===== Texte fourni
C'est la dynamique révolutionnaire potentielle qui donne son sens aux luttes revendicatives et à leur échec inévitable en général. En infligeant échec sur échec au trade-unionisme, le capital prépare les conditions du dépassement des divisions et de l'atomisation qui permettent aux syndicats d'encadrer le prolétariat. La lutte de la classe-en-soi (addition de catégories) forge les conditions objectives et subjectives pour le passage à la classe révolutionnaire qui balaiera le poids du passé. Il y a des défaites fécondes en ce qu'elles mettent à nu les institutions contre-révolutionnaires et sapent la crédibilité du réformisme.

C'est également l'absence de perspectives immédiates de lutte et l'essoufflement de la combativité qui forment la toile de fond de la participation massive des ouvriers aux élections derrière le Labour. L’inquiétude profonde et l'incertitude face à la crise ont fait réémerger avec virulence les vieux préjugés électoraux et les illusions. Il est vrai que personne n'attend du frétillant Wilson des améliorations. D’ailleurs, i ne les promet même pas. Mais les ouvriers re sentent, après tant d'échecs amers, la nécessité de croire qu'il y a quand même, dans la société, une force qui limite les dégâts et qui les protège contre les pires effets de la crise.
==========
===== Données fournies
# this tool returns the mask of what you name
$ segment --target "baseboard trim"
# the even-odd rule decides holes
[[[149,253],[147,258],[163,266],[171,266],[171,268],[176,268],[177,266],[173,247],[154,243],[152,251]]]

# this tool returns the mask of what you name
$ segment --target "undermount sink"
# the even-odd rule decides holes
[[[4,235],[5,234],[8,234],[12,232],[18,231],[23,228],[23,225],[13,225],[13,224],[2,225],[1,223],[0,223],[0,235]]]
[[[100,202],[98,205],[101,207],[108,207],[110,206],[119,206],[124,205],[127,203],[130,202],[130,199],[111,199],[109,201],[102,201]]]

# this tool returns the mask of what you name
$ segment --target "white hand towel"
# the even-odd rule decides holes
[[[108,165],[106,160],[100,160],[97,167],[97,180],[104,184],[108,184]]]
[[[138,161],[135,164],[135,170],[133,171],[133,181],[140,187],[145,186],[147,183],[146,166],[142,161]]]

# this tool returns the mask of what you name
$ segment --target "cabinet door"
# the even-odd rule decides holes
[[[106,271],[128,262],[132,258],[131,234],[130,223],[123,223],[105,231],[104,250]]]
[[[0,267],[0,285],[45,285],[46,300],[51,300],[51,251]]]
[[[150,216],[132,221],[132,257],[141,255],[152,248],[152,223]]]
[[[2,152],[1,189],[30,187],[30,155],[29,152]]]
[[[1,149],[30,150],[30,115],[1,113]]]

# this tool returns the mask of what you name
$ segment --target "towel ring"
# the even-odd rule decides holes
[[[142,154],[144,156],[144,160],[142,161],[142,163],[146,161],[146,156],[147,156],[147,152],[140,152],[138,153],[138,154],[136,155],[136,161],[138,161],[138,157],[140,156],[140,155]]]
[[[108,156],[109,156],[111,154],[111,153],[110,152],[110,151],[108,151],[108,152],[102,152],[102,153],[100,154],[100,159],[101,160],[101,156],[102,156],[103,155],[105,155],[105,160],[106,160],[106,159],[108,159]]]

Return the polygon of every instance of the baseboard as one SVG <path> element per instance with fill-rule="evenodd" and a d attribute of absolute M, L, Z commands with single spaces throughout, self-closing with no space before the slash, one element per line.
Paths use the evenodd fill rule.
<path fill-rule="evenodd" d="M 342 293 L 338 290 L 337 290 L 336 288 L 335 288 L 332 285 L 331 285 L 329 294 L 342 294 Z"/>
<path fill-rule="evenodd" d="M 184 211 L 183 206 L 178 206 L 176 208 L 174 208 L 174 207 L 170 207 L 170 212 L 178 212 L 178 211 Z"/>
==========
===== Données fournies
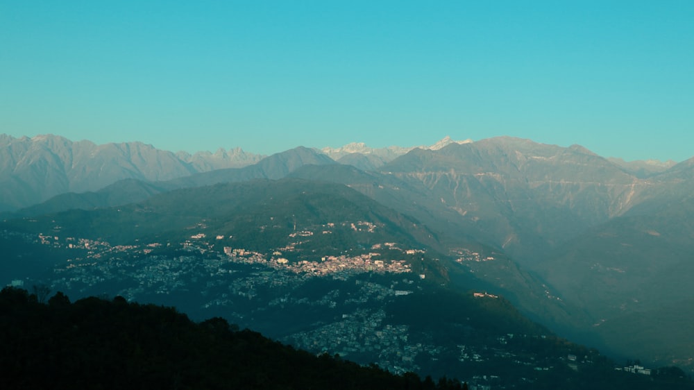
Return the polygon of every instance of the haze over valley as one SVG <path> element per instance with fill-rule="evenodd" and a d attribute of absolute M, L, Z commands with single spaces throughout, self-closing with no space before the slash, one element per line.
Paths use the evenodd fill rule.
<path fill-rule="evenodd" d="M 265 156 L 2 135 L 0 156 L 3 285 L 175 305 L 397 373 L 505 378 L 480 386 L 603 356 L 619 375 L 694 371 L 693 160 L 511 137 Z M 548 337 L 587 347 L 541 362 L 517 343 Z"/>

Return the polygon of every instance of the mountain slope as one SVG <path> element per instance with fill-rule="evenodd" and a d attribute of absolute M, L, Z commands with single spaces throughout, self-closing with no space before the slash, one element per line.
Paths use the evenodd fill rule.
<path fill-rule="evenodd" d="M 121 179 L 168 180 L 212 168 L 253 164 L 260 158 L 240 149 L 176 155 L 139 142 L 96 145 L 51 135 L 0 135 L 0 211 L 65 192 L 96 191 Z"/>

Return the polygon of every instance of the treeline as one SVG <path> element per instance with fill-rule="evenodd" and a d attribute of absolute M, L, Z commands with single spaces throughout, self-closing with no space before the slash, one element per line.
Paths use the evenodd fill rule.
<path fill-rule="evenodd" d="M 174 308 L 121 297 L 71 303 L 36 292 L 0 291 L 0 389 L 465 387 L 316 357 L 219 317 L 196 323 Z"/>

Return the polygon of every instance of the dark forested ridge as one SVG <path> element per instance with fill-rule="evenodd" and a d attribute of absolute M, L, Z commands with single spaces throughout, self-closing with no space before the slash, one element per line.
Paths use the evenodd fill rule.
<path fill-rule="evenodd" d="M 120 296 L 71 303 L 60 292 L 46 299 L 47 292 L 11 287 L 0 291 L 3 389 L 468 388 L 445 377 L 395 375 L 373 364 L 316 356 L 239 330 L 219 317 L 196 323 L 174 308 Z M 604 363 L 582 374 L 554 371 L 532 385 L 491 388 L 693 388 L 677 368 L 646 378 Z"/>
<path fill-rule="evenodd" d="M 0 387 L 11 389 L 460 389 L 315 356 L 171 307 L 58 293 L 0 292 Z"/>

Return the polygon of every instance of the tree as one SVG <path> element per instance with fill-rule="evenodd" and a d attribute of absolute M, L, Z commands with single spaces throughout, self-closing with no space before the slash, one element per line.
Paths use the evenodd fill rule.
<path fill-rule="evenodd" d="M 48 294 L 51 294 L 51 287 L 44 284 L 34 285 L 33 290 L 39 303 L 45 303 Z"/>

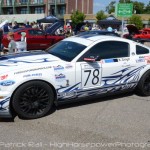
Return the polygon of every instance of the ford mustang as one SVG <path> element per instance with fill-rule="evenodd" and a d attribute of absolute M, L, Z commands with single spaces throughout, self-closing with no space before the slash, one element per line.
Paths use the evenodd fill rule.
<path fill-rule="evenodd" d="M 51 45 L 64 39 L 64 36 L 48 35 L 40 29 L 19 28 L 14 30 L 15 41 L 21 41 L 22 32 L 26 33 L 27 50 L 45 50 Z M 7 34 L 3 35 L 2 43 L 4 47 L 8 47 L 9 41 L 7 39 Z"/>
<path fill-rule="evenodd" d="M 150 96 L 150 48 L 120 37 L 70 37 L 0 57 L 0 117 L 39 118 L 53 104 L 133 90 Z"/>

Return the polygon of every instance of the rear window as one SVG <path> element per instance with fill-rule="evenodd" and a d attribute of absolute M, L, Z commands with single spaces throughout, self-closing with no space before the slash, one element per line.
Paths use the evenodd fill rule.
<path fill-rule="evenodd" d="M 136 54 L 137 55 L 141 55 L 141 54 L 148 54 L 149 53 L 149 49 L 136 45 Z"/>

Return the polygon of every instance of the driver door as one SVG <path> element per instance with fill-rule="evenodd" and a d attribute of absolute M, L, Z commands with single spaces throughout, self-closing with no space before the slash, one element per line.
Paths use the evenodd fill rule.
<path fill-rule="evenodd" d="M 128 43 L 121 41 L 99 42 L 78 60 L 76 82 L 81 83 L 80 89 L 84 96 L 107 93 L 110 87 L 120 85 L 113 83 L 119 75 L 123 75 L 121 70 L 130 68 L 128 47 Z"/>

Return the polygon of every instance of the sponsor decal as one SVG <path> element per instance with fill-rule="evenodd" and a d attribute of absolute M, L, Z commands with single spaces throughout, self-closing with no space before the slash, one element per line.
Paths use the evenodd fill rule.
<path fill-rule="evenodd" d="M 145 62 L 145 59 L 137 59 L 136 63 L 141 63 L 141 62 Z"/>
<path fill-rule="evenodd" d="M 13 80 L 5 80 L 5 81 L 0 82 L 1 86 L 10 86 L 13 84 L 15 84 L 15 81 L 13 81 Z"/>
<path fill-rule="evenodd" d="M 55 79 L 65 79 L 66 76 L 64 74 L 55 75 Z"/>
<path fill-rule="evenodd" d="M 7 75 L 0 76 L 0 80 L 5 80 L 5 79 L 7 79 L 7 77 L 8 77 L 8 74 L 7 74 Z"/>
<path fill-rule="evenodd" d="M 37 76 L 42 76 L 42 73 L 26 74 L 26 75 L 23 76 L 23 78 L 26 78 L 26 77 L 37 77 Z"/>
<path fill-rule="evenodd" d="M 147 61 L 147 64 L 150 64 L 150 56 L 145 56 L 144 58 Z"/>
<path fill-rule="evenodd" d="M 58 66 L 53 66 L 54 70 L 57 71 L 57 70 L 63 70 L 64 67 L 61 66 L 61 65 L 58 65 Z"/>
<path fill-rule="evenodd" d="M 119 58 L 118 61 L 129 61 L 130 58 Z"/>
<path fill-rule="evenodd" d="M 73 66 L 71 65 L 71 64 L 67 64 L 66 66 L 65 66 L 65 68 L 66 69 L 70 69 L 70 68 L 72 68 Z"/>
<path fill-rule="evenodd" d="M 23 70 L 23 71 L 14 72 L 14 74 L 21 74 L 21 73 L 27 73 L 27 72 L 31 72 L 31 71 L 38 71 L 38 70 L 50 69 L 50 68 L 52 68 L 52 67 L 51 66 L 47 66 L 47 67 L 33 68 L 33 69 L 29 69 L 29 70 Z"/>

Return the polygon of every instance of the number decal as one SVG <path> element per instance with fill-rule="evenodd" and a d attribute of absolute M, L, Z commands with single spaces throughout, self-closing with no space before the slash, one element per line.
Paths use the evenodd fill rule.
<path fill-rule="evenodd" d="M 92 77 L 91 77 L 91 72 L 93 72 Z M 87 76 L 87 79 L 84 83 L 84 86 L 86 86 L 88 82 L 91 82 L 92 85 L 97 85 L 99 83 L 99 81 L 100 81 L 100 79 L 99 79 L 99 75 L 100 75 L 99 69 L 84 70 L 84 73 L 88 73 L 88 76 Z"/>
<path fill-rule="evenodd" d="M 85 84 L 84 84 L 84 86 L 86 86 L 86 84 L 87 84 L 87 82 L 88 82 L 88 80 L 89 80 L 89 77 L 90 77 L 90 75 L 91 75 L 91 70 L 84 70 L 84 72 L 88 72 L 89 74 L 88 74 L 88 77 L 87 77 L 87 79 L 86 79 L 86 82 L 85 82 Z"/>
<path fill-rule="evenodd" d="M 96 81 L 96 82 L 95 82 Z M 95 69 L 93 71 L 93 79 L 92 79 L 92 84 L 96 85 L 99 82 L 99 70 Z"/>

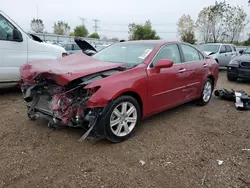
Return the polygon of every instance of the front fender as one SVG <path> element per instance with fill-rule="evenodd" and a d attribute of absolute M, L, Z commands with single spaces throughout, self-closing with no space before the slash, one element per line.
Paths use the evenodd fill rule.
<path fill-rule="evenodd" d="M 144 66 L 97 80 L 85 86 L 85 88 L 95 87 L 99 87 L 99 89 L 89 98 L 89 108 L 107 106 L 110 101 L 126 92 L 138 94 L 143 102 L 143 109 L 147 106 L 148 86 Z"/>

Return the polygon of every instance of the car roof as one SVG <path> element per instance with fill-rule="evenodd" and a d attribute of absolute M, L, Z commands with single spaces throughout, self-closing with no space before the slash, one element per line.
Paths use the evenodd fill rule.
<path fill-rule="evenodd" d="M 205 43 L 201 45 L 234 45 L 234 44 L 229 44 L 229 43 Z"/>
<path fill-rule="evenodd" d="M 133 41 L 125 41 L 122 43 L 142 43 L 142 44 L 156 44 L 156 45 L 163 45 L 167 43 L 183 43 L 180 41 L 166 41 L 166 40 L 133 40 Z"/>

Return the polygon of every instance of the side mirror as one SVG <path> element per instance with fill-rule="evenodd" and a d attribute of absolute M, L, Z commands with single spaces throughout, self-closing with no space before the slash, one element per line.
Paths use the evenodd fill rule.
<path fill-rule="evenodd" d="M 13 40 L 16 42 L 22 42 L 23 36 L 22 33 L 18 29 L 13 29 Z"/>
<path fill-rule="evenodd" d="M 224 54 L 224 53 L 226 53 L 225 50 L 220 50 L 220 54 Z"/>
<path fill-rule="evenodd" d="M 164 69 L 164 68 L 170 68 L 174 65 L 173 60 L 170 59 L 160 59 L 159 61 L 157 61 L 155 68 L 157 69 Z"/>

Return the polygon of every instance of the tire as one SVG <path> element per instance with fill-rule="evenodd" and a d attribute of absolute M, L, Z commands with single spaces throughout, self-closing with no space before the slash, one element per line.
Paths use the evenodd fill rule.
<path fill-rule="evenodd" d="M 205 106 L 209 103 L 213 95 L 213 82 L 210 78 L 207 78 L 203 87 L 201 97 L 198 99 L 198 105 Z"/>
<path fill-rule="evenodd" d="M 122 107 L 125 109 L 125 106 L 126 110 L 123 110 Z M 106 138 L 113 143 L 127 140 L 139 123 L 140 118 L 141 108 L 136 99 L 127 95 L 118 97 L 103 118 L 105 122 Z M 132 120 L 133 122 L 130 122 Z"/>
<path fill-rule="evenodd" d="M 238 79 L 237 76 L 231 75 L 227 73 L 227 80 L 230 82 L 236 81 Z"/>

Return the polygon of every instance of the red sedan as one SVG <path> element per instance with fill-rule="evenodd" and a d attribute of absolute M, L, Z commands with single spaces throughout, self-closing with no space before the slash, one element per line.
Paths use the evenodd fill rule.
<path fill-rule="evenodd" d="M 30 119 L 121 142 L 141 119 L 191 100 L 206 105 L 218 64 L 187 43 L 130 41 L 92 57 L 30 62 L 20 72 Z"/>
==========
===== Données fournies
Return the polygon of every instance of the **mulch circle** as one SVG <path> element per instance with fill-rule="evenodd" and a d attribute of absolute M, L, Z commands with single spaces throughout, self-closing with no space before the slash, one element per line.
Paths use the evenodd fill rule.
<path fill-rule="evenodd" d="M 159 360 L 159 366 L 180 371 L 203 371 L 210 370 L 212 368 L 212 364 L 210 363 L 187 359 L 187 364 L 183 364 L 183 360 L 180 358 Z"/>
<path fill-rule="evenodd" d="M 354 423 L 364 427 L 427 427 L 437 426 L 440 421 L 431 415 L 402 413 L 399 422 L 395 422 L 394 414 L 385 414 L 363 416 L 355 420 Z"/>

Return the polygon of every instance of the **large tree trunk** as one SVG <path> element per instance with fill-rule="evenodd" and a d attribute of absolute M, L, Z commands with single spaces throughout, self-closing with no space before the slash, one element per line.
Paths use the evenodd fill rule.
==========
■ **Consigne 1**:
Mettez à jour le passage du texte fourni qui commence par les mots contenant "C'est la dynamique" et se termine par "crédibilité du réformisme.", en remplaçant "trade-unionisme" par "syndicalisme".
■ **Consigne 2**:
D'après le texte fourni, derrière quel parti les ouvriers ont-ils participé massivement aux élections ?

■ **Réponse complète 1**:
C'est la dynamique révolutionnaire potentielle qui donne son sens aux luttes revendicatives et à leur échec inévitable en général. En infligeant échec sur échec au syndicalisme, le capital prépare les conditions du dépassement des divisions et de l'atomisation qui permettent aux syndicats d'encadrer le prolétariat. La lutte de la classe-en-soi (addition de catégories) forge les conditions objectives et subjectives pour le passage à la classe révolutionnaire qui balaiera le poids du passé. Il y a des défaites fécondes en ce qu'elles mettent à nu les institutions contre-révolutionnaires et sapent la crédibilité du réformisme.

■ **Réponse complète 2**:
Derrière le Labour.